Aim of the task: Keep only the lines below that contain the word "white", and copy each of them out.

**** Input rows ****

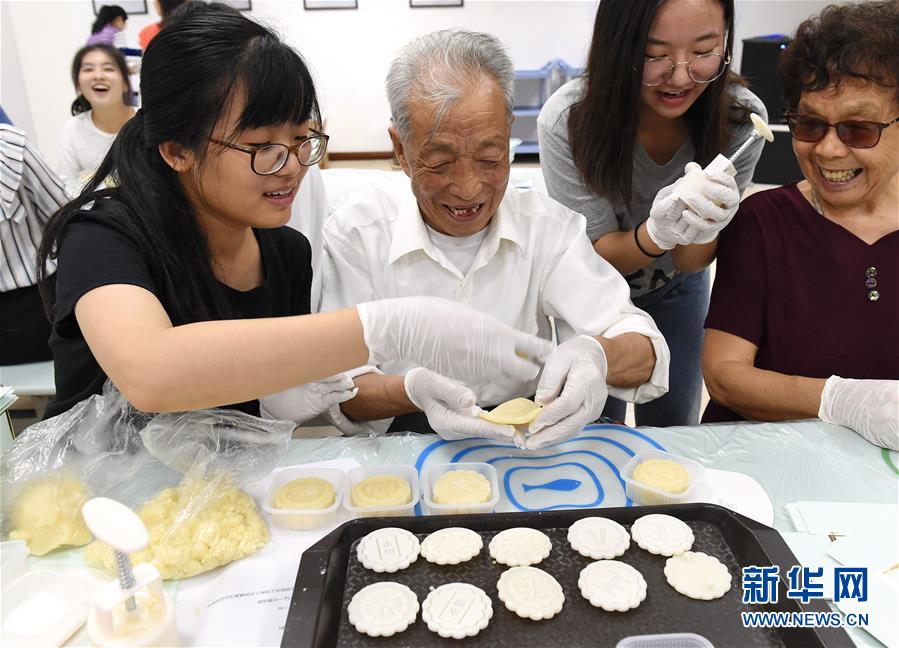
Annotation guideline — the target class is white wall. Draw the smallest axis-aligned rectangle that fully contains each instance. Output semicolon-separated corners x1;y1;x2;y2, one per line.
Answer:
0;0;844;163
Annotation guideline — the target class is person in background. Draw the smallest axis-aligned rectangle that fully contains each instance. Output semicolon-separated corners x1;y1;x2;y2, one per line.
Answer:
59;45;134;195
703;0;899;450
263;30;668;449
85;5;128;48
537;0;766;426
38;2;549;416
0;121;67;365
137;0;186;51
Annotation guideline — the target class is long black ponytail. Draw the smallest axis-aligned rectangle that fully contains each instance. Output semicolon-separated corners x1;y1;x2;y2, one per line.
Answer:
38;2;321;325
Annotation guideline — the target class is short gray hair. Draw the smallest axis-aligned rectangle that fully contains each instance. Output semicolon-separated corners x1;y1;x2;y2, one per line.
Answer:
387;29;515;140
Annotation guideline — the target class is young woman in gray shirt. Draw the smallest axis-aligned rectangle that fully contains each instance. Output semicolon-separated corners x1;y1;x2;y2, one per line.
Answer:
538;0;767;426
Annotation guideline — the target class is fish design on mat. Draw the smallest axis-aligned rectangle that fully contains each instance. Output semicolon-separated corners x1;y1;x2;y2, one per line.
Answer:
521;479;581;493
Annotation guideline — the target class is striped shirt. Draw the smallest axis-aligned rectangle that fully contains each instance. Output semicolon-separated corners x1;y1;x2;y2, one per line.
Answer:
0;124;68;292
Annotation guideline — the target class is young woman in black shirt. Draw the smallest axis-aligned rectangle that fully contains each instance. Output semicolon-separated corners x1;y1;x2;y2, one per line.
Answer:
40;3;547;416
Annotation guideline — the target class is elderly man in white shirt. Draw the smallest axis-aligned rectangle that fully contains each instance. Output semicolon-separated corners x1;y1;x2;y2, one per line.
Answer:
268;30;669;448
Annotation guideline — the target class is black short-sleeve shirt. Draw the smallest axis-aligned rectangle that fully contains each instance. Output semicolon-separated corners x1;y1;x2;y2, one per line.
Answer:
45;199;312;418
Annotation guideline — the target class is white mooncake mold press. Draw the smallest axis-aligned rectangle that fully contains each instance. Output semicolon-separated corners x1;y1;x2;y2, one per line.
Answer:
577;560;646;612
665;551;732;601
496;567;565;621
490;527;552;567
421;583;493;639
631;513;693;556
347;582;418;637
568;517;631;560
356;527;419;573
421;527;484;565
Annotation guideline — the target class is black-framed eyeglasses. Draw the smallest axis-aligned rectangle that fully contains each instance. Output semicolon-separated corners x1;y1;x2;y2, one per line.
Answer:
208;128;329;175
784;112;899;148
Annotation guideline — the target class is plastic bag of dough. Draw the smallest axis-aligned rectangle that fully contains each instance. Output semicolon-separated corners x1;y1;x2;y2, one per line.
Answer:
84;410;294;579
0;382;150;556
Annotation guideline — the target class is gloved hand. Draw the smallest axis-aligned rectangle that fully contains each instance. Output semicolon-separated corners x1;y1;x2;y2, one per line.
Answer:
356;297;552;382
818;376;899;450
259;373;359;423
404;367;515;442
646;162;740;250
674;162;740;243
527;335;609;450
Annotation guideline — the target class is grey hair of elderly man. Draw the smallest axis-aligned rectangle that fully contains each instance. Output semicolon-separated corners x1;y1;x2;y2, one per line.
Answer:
387;29;515;141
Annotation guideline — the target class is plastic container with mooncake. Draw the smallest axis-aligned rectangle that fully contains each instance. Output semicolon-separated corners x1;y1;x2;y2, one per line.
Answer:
621;449;705;504
421;462;499;515
343;466;421;517
262;466;346;531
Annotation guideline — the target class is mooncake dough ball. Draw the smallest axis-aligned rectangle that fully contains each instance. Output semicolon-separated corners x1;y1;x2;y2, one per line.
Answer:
356;527;421;573
421;527;484;565
634;459;690;494
347;582;418;637
350;475;412;508
578;560;646;612
496;567;565;621
275;477;337;509
490;527;552;567
631;513;693;556
433;470;493;504
665;551;732;601
568;517;631;560
9;475;92;556
421;583;493;639
478;398;543;425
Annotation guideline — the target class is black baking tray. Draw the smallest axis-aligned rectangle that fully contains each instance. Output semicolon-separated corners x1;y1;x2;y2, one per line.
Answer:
281;504;852;648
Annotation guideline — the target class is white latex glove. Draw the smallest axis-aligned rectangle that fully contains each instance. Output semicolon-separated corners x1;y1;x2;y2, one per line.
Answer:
674;162;740;243
259;373;359;423
646;162;740;250
356;297;552;382
404;367;515;442
527;335;609;450
818;376;899;450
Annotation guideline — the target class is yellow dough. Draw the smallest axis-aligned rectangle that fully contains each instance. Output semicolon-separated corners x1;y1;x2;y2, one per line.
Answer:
480;398;543;425
9;475;91;556
634;459;690;493
351;475;412;507
275;477;337;509
434;470;493;504
84;479;269;579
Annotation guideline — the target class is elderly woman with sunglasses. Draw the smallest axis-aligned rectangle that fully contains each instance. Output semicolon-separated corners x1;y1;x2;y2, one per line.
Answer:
703;0;899;450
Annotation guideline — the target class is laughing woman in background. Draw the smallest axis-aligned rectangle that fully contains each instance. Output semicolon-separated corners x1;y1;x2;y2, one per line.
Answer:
59;45;134;195
703;0;899;450
537;0;766;426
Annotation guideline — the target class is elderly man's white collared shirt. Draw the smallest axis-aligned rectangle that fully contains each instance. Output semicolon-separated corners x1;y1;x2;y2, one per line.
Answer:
322;187;669;406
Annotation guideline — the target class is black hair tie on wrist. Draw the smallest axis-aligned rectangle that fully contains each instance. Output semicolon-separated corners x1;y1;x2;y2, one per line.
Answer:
634;223;668;259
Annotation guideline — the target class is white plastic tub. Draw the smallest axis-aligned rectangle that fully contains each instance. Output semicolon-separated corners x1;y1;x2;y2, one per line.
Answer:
0;569;104;647
262;466;346;531
343;466;421;517
615;632;715;648
421;463;499;515
621;449;705;504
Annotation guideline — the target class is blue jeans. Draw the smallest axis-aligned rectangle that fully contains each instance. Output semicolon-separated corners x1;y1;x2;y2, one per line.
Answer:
602;269;709;427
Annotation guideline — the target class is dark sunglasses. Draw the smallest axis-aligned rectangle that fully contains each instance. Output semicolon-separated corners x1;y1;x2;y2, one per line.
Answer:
784;112;899;148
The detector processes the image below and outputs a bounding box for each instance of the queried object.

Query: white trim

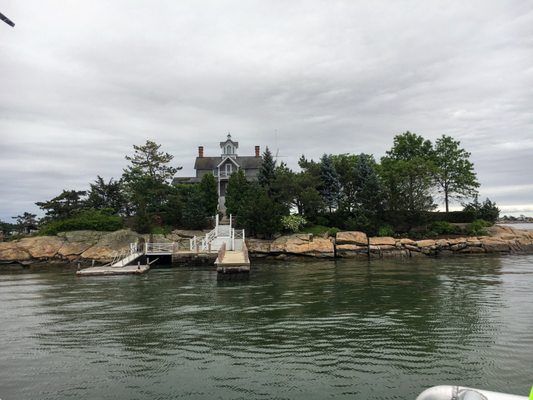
[217,157,241,170]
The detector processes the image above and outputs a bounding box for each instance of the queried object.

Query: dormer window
[220,133,239,158]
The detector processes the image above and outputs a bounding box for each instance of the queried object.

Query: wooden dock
[76,264,150,276]
[215,244,250,274]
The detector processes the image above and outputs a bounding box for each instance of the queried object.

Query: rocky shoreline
[0,226,533,266]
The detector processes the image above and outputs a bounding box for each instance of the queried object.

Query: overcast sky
[0,0,533,221]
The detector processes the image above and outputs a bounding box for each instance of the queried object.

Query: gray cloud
[0,0,533,220]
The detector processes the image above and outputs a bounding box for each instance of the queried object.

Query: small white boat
[416,385,533,400]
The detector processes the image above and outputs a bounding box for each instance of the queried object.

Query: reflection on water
[0,256,533,399]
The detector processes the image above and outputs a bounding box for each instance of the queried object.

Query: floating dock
[215,243,250,277]
[76,264,150,276]
[76,215,250,277]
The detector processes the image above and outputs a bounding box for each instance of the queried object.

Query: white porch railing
[144,242,175,254]
[189,215,244,252]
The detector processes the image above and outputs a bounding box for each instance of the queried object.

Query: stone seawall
[247,226,533,258]
[0,226,533,265]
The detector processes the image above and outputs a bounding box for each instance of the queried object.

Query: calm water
[0,256,533,400]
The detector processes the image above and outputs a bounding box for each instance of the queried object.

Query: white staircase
[190,215,245,252]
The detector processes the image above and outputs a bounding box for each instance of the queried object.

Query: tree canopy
[432,135,479,212]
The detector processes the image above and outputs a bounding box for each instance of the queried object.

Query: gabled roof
[194,156,263,170]
[217,157,240,168]
[220,133,239,148]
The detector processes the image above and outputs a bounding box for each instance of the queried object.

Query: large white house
[174,133,263,212]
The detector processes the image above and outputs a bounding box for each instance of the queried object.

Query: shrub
[302,225,330,236]
[430,221,460,235]
[378,225,394,236]
[281,215,307,233]
[328,228,340,237]
[466,219,492,236]
[39,209,124,236]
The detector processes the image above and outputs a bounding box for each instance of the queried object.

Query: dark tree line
[4,132,499,237]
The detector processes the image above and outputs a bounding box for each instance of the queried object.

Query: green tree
[257,146,276,188]
[86,175,127,214]
[379,131,435,212]
[181,185,212,229]
[124,140,182,183]
[0,220,15,236]
[200,174,218,216]
[463,194,500,223]
[122,140,181,230]
[433,135,479,212]
[35,190,87,223]
[225,169,250,219]
[235,182,288,238]
[11,212,39,233]
[332,154,358,212]
[320,154,341,213]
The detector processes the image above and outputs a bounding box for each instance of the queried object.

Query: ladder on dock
[215,242,250,274]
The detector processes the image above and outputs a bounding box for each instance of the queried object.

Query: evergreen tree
[379,131,435,212]
[11,212,39,233]
[182,185,209,229]
[87,175,127,214]
[122,140,181,230]
[35,190,87,223]
[200,174,218,216]
[225,169,250,219]
[257,146,276,188]
[354,154,383,232]
[433,135,479,212]
[124,140,182,184]
[320,154,340,213]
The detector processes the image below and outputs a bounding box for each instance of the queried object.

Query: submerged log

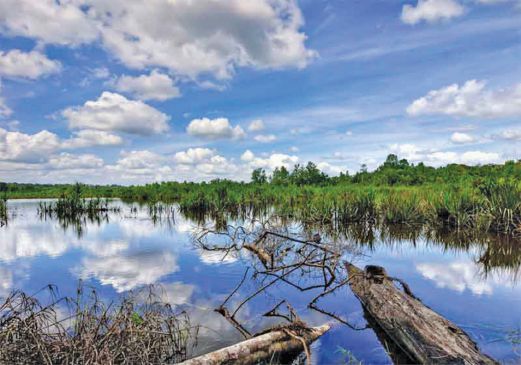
[181,324,331,365]
[346,263,497,364]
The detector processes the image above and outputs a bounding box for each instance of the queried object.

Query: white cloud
[243,153,299,170]
[112,150,165,173]
[174,148,238,176]
[0,0,316,79]
[0,128,60,163]
[62,129,123,149]
[253,134,277,143]
[0,79,13,118]
[49,153,104,170]
[450,132,476,144]
[390,144,502,166]
[91,67,110,79]
[401,0,465,24]
[80,251,179,293]
[317,162,347,176]
[407,80,521,118]
[248,119,264,132]
[494,129,521,141]
[62,91,169,135]
[0,49,61,79]
[114,70,181,101]
[241,150,255,162]
[186,118,245,139]
[174,148,215,165]
[0,0,98,46]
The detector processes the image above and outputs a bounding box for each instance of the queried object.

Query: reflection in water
[416,261,503,295]
[79,251,179,293]
[0,201,521,363]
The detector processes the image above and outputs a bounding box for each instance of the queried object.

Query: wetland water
[0,200,521,364]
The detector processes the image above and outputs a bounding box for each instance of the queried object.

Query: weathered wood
[346,263,497,365]
[181,324,331,365]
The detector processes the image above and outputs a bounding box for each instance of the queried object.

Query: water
[0,200,521,364]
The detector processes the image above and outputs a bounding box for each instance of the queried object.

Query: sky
[0,0,521,184]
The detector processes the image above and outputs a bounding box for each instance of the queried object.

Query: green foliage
[2,155,521,233]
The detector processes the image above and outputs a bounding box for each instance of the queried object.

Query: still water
[0,200,521,364]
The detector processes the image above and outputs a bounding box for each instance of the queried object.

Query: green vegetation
[0,283,198,364]
[38,183,120,235]
[0,183,7,227]
[0,199,7,227]
[1,155,521,234]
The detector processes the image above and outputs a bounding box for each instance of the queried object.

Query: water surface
[0,200,521,364]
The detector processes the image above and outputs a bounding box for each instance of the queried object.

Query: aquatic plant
[0,199,7,227]
[0,284,197,365]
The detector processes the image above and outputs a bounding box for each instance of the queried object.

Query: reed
[0,199,7,227]
[0,283,197,365]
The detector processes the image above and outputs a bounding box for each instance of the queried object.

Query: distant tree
[251,167,268,184]
[271,166,290,185]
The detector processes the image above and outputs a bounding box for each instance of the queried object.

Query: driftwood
[181,324,331,365]
[346,263,497,364]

****

Solution for this exercise:
Annotation guideline — the target class is white wall. Draw the smallest axis-aligned rectangle that fully contains each instance. Output semicolon-separated corners x1;y1;x2;y2, one per line.
Annotation guideline — the target class is elderly man in white shirt. Draw the smallest axis-aligned rectangle that fully contains each instance. Output semicolon-separated corners x1;y1;x2;y2, one per line.
Annotation guideline — the target class is white mooncake mold press. Draw the smallest axis-aligned rectangle that fully contains each instance. Output semicolon-separated corners x1;y1;x2;y2, one per line.
Annotation guideline — the target class is white latex glove. Draw the smallest axis-aligned rectangle that fully contains each instance. Output semicolon-separated corners x1;y1;x2;y2, one per line.
Annotation guideline — the target class is elderly man's white collared shirt. Draw the smallest axis-aligned rectangle that fully contains each instance. Output semicolon-separated corners x1;y1;x2;y2, one per line.
Annotation guideline — the target class is white plastic tub. Draw the smallest axis-aligned rectangle that fully contains each instance. Output semicolon-separated corners x1;y1;x2;y2, one per line.
Query: white trim
Query: small white boat
Query: white porch railing
Query: white staircase
Query: large white house
Query: white cloud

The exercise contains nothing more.